— start RECORDED INFORMATION —
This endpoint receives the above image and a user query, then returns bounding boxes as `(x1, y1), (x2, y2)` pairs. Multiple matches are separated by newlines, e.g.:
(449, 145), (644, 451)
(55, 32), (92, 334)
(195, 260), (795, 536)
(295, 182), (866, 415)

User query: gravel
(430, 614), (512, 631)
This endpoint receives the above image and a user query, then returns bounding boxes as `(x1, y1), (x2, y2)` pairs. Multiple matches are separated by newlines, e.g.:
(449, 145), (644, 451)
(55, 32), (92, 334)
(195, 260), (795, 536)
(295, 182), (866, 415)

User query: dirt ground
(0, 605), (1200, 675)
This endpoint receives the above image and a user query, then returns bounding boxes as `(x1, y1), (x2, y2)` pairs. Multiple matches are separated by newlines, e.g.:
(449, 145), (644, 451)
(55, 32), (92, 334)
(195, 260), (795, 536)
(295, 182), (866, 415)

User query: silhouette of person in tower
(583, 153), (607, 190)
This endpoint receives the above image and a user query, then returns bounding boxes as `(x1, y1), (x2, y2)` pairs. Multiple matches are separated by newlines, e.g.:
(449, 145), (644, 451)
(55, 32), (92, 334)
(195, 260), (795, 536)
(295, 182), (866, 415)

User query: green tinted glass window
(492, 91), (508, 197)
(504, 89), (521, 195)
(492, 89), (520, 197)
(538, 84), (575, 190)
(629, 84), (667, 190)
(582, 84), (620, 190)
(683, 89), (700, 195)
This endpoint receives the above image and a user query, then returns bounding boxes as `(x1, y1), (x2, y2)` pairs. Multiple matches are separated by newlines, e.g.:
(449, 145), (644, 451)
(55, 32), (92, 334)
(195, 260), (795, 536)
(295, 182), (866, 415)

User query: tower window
— end RECORDED INFORMATION —
= CHALLENGE =
Return the records above unchanged, everything from the start down to the line containing "(430, 614), (512, 631)", both ends included.

= SOLUTION TO THE EXERCISE =
This endpoint receives the above image and a user query, then returns bounding boxes as `(x1, y1), (x2, y2)` pairs. Multiple matches are separated by newlines, e.g.:
(449, 145), (644, 451)
(55, 32), (92, 334)
(195, 260), (795, 536)
(295, 182), (866, 415)

User query: gravel
(430, 614), (512, 631)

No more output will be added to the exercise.